> [Tugas A]:
Dalam teks tentang jiwa ketok, sebutkan semua hal yang menurut kutipan Sudjojono bisa digambarkan oleh patung batu atau kayu buatan seorang sungging.
> [Tugas B]:
Menurut teks tentang jiwa ketok, apa judul esai Sudjojono yang mempertanyakan apa yang disebut kesenian?
> [Tugas C]:
Salin dengan tepat bagian teks tentang jiwa ketok di antara "Seni adalah?" dan "(Sudjojono, 2000: 92)", termasuk kedua bagian itu.

> [Kutipan Sumber]:
Seni adalah?

1347268555

Jiwa Ketok

Sudjojono memahami kesenian sebagai jiwa ketok (jiwa yang nampak). Sudjojono dalam esainya yang berjudul “Kesenian, Seniman dan Masyarakat” mempertanyakan apa yang disebut sebagai kesenian.

“Apakah itu kesenian? Untuk menjawab ini susah sekali. Kalau seorang seniman membuat suatu barang kesenian, maka sebenarnya buah kesenian tadi tidak lain dari jiwanya sendiri yang kelihatan. Kesenian adalah jiwa ketok. Jadi kesenian adalah jiwa. Jadi kalau seorang sungging membuat sebuah patung dari batu atau kayu, maka patung batu atau patung kayu tadi, meskipun ia menggambarkan bunga, ikan, burung, atau awan saja, sebenarnya gambar jiwa tadi. Di dalam patung ikan, patung burung, atau awan tadi kelihatan jiwa sang Sungging dengan terangnya. (Sudjojono, 2000: 92)

Kesenian bagi Sudjojono ialah jiwa seniman yang terlihat. Karya seni merupakan gambaran jiwa seniman sekalipun materi yang direproduksi ialah tiruan dari kenyataan. Hal ini dapat terjadi karena menurut Sudjojono jiwa bukanlah suatu kamar klise yang menangkap kenyataan sebagaimana adanya. Sudjojono memberi ilustrasi tentang proses kreatif yang berangkat dari penglihatan ditangkap jiwa lalu dimanifestasikan dalam gambar atau lukisan.

“Lebih jelas lagi umpamanya: Seorang pelukis hendak melukis seekor burung. Pelukis harus melihat burung dengan perantaraan matanya. Dari mata tadi, jiwanya mendapat cap burung, lalu mengadakan suatu proses psikologis di dalam. Sesudah proses ini terjadi, maka barulah dia melukis dengan perantaraan tangannya. Jalanya jadi demikian: burung-matajiwa; jiwa-tangan-gambar burung.” (Sudjojono, 2000: 11).

> [Entri Tersimpan]:
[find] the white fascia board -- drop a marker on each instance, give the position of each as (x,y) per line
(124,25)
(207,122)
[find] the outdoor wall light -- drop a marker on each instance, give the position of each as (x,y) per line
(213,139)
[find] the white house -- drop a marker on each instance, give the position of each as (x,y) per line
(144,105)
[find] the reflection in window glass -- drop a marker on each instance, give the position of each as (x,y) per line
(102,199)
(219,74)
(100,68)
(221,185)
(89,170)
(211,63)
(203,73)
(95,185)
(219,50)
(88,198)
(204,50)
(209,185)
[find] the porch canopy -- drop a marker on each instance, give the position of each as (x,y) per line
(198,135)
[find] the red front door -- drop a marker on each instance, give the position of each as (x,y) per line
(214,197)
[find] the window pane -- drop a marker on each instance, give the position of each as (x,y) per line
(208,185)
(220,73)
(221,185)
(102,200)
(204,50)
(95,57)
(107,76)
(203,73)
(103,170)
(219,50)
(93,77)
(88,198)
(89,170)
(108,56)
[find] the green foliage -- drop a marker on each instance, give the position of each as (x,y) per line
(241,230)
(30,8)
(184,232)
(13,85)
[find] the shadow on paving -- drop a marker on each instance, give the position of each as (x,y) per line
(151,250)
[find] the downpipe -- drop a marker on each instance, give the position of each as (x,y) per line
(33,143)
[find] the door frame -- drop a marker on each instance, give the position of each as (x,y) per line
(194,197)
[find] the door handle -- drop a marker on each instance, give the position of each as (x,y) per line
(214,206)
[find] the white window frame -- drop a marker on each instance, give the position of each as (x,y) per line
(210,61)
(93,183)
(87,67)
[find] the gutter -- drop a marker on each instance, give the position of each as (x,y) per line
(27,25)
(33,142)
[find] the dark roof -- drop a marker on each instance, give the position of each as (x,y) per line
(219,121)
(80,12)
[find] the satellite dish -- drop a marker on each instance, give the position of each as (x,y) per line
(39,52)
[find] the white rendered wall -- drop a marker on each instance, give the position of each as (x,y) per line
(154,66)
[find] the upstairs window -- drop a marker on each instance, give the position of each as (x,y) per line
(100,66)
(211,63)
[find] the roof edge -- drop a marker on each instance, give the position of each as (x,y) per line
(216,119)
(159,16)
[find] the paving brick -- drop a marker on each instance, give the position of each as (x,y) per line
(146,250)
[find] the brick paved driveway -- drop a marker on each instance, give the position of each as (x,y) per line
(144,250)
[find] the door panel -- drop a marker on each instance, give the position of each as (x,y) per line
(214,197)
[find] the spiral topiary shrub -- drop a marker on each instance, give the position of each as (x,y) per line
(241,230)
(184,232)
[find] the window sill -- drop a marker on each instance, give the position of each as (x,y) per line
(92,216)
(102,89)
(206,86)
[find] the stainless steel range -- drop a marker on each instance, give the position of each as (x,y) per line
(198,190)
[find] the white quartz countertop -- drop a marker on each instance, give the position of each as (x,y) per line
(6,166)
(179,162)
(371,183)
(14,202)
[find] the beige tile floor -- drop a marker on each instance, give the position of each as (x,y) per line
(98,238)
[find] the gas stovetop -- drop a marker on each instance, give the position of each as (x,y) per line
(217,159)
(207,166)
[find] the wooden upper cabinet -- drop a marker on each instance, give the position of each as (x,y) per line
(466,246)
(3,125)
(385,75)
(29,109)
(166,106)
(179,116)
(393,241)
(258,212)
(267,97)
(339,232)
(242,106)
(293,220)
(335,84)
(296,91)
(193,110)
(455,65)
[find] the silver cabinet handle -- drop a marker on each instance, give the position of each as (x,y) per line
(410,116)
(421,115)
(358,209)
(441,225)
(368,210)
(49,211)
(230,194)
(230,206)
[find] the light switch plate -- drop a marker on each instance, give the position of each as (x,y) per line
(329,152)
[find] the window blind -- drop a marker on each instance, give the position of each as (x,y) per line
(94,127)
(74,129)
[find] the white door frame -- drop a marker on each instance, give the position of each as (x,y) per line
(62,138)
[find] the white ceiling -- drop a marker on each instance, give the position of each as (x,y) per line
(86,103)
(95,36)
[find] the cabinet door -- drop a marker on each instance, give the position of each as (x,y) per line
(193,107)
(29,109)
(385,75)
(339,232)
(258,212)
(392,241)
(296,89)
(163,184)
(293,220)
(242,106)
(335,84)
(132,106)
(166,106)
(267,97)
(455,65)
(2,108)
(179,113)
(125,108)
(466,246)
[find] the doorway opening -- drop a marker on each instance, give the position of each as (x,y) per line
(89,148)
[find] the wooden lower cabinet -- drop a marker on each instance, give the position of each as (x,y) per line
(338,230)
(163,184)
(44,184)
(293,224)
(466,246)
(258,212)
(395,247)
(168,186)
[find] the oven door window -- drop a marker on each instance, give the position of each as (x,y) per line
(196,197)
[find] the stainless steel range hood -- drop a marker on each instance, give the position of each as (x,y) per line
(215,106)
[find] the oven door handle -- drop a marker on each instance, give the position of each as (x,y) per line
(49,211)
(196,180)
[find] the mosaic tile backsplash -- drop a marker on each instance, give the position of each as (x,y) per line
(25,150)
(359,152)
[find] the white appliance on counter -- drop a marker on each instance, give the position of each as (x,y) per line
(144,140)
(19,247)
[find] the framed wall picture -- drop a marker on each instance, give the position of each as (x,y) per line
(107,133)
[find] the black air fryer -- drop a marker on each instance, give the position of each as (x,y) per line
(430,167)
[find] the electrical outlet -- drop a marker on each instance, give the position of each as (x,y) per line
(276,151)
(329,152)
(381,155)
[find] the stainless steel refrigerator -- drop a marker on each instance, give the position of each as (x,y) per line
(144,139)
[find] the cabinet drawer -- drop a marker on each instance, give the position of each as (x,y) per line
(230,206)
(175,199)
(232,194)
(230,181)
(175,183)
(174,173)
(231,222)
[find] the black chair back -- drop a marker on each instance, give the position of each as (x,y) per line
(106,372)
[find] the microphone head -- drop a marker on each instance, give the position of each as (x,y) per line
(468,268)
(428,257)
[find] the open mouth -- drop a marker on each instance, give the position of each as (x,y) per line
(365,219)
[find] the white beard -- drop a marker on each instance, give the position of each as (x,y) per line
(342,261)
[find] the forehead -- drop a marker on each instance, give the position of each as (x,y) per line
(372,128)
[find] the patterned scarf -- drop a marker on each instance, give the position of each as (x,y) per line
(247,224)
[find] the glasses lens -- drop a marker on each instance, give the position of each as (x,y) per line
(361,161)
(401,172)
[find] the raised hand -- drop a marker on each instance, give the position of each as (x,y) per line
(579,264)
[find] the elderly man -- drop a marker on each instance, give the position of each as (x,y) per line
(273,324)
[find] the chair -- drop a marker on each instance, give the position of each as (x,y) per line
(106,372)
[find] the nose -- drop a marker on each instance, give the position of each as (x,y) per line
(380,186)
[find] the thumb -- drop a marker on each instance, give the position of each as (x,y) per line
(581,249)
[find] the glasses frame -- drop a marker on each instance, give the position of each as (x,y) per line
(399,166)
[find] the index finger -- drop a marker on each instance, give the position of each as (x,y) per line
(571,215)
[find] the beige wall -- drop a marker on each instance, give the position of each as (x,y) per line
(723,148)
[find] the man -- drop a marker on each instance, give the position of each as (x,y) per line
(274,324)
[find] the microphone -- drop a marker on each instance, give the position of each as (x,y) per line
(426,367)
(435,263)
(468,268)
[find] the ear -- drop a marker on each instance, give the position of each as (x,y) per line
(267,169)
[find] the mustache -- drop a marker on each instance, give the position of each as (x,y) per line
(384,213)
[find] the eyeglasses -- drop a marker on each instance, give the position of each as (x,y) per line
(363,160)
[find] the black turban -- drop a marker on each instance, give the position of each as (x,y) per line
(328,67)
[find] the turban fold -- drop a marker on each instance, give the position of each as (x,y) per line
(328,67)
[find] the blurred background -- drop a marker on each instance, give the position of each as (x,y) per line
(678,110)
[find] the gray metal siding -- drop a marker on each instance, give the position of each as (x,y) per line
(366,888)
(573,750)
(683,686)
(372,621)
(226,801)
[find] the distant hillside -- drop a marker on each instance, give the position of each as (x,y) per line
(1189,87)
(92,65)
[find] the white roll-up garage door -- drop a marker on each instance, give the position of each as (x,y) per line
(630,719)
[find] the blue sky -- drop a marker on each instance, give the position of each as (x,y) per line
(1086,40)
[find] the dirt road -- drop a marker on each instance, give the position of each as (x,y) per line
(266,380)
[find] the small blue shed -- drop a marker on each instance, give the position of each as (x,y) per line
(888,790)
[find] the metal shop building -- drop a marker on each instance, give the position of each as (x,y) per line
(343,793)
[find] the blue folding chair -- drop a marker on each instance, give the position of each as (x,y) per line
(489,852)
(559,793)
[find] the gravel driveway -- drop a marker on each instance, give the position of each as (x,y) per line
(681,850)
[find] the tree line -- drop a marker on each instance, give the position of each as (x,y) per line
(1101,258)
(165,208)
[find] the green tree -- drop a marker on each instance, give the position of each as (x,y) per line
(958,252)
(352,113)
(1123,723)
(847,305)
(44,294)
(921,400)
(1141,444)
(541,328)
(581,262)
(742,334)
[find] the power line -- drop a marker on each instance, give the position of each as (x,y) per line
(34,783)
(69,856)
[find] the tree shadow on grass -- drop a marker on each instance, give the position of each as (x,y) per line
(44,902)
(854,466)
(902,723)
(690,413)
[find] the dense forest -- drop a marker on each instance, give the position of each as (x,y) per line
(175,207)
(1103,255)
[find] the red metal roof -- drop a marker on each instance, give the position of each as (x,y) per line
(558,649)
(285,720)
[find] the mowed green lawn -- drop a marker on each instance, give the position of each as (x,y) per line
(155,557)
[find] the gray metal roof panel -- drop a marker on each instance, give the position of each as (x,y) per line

> [Jawaban Lengkap A]:
bunga, ikan, burung, awan

> [Jawaban Lengkap B]:
“Kesenian, Seniman dan Masyarakat”

> [Jawaban Lengkap C]:
Seni adalah?

1347268555

Jiwa Ketok

Sudjojono memahami kesenian sebagai jiwa ketok (jiwa yang nampak). Sudjojono dalam esainya yang berjudul “Kesenian, Seniman dan Masyarakat” mempertanyakan apa yang disebut sebagai kesenian.

“Apakah itu kesenian? Untuk menjawab ini susah sekali. Kalau seorang seniman membuat suatu barang kesenian, maka sebenarnya buah kesenian tadi tidak lain dari jiwanya sendiri yang kelihatan. Kesenian adalah jiwa ketok. Jadi kesenian adalah jiwa. Jadi kalau seorang sungging membuat sebuah patung dari batu atau kayu, maka patung batu atau patung kayu tadi, meskipun ia menggambarkan bunga, ikan, burung, atau awan saja, sebenarnya gambar jiwa tadi. Di dalam patung ikan, patung burung, atau awan tadi kelihatan jiwa sang Sungging dengan terangnya. (Sudjojono, 2000: 92)